_SET PROBLEM_
From the line containing "Target: electrical outlet" down to the last line of the material, return those lines verbatim and only those.

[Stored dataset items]
□ □ □ □ □

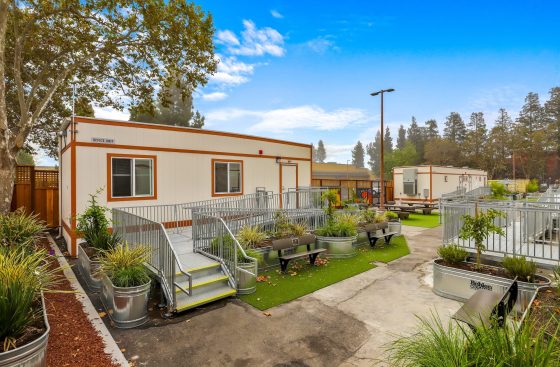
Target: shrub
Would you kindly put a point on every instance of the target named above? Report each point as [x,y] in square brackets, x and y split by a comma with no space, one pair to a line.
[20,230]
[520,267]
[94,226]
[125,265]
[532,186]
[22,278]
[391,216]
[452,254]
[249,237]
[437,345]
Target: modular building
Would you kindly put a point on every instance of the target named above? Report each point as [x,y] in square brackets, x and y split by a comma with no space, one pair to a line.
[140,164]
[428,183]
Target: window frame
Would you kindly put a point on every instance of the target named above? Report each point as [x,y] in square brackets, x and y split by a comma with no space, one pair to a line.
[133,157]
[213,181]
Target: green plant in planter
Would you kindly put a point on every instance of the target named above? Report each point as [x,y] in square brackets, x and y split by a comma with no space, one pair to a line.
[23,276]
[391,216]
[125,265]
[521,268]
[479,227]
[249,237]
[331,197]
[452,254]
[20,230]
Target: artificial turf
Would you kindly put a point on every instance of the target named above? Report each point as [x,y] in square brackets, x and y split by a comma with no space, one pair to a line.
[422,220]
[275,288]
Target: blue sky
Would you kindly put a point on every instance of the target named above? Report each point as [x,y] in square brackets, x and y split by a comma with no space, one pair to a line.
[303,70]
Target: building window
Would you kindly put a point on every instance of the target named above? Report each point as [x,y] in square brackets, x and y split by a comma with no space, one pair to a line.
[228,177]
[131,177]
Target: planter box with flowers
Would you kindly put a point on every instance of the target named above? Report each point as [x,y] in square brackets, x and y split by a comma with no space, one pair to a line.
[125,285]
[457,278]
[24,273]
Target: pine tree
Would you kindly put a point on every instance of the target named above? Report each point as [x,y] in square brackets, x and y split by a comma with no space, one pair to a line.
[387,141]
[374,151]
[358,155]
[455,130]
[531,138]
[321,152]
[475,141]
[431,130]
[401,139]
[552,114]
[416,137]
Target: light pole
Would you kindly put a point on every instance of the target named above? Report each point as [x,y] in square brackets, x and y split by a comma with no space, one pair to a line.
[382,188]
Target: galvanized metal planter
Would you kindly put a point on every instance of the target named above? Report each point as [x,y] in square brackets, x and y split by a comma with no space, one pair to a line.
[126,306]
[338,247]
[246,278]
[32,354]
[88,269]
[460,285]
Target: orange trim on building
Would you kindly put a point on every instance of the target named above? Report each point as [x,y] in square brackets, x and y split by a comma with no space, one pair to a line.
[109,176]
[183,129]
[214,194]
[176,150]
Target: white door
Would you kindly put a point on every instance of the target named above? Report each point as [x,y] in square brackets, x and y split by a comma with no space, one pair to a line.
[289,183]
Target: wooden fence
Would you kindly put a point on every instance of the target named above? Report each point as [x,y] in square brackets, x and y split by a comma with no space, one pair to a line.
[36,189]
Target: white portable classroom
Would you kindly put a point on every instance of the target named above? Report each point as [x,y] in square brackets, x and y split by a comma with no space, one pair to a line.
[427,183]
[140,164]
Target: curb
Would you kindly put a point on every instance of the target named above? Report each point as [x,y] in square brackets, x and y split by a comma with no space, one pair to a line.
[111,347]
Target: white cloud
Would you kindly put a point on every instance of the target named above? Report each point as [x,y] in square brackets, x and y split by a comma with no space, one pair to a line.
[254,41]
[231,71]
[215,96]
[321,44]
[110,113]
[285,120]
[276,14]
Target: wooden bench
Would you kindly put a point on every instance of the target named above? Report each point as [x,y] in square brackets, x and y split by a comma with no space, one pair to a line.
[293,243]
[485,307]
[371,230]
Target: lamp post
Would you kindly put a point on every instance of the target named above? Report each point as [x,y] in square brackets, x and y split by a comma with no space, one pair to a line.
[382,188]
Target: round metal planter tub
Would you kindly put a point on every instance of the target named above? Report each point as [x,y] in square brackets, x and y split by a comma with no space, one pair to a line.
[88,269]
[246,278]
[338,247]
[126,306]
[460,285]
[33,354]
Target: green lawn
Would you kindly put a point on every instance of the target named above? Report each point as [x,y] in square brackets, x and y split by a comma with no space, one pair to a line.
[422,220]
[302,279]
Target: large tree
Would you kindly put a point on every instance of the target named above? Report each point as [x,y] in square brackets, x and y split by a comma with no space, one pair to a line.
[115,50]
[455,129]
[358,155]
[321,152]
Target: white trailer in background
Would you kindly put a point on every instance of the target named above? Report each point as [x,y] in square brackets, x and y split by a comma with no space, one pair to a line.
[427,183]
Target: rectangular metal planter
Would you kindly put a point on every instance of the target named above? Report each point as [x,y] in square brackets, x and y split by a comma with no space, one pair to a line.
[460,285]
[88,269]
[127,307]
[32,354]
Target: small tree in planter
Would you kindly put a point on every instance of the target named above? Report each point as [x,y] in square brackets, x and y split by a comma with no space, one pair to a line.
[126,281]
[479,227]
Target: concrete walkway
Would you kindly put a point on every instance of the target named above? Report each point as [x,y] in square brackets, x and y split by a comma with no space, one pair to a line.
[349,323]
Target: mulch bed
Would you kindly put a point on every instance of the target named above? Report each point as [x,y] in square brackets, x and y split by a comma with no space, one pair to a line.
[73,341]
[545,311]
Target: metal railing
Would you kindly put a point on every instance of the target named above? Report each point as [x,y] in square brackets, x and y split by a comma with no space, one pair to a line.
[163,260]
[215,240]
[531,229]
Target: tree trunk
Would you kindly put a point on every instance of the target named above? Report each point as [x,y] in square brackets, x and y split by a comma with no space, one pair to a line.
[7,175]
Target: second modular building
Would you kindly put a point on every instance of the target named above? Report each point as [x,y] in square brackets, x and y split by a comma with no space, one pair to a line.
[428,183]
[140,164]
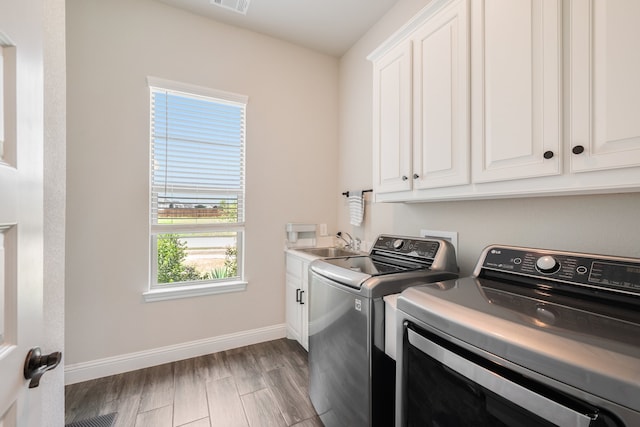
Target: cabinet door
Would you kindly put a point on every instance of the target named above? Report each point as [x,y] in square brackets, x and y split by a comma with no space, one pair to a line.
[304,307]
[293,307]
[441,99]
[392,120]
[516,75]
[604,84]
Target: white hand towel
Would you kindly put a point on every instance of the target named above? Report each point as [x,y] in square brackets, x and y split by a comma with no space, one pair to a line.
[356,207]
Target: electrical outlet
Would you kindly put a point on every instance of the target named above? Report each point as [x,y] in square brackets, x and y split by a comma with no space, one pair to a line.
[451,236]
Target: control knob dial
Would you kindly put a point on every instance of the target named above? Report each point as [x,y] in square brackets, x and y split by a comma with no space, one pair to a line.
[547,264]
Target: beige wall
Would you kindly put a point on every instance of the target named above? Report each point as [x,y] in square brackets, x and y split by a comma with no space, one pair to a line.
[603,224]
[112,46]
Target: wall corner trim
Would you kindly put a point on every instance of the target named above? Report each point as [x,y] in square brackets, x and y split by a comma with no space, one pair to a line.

□ □ □ □ □

_SOLUTION TO THE EXERCISE_
Target: electrical outlet
Would you kindly put a point on every instance of the target named above? Report each point as [x,y] in square brackets, x and y split by a comma with no space, one pair to a line.
[451,236]
Target: control knob dial
Would you kindly put a point on every instance of the target named above? Report each point as [x,y] in square brackets, x and y split by a comma with no space, one pair to a line.
[547,264]
Target: beige wall
Would you kindly put a point on every instance of the target named above? Report each point as [x,y] in square brackets, x and y split by a comma with no space, one pair to a line.
[603,224]
[112,46]
Target: wall corner trim
Would you kindly put a point on every instance of the target named above? Report each point as [x,y] in square brackets, x and y split by a comma with no space, one pair to a line.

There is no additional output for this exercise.